**** Given records ****

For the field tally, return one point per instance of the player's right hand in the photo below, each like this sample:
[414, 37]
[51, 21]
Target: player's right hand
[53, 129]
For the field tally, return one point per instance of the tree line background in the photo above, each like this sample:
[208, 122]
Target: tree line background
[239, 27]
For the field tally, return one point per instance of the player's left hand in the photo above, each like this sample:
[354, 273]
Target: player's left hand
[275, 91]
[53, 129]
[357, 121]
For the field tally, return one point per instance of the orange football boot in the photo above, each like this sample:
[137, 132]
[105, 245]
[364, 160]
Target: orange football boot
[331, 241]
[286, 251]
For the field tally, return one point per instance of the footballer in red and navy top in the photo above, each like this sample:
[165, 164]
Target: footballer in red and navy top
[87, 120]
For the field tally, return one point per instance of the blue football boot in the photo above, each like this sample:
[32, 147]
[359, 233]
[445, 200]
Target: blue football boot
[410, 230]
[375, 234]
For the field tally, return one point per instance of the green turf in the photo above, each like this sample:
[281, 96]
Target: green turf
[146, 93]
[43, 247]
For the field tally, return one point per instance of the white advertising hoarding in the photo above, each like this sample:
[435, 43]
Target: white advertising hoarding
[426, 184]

****
**** Given records ****

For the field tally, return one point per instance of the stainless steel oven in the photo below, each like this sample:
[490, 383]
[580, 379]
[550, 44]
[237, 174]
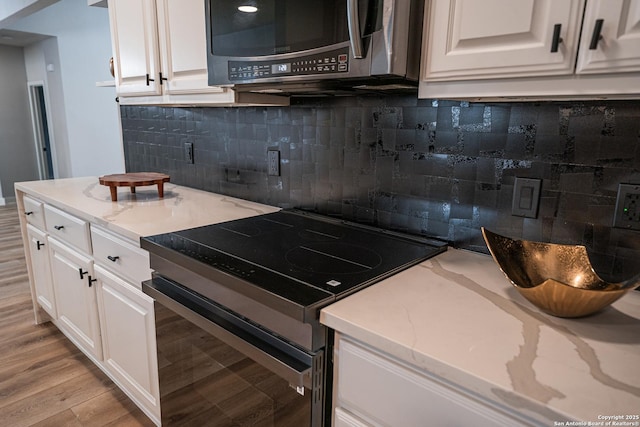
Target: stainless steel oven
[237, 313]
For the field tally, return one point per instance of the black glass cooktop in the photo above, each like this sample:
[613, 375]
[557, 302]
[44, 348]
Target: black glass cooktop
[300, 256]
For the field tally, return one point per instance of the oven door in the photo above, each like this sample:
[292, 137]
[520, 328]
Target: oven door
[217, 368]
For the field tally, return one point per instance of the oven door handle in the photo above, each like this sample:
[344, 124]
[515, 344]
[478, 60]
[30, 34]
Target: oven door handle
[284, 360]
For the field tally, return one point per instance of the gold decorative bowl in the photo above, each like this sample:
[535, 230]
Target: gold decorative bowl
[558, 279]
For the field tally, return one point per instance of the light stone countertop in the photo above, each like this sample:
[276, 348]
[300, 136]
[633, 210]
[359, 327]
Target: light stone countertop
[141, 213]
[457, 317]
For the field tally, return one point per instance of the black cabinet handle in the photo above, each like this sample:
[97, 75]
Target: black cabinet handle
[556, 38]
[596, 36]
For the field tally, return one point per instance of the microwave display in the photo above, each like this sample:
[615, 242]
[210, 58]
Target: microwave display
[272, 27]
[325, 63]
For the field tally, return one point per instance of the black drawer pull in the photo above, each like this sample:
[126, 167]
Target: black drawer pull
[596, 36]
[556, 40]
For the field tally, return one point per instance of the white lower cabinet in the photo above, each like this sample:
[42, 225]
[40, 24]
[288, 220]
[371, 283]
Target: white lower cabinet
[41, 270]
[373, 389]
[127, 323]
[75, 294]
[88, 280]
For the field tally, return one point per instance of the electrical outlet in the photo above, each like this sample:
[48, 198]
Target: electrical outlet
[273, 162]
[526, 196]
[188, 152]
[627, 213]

****

- Challenge -
Pick out every line of the material above that contains the word "boot".

- Correct output -
For the field tally, return one point per instance of the orange football boot in the photo above, each like this sample:
Target: orange football boot
For the field tally, return one point per instance of the blue football boot in the photo above, each like this sample:
Target: blue football boot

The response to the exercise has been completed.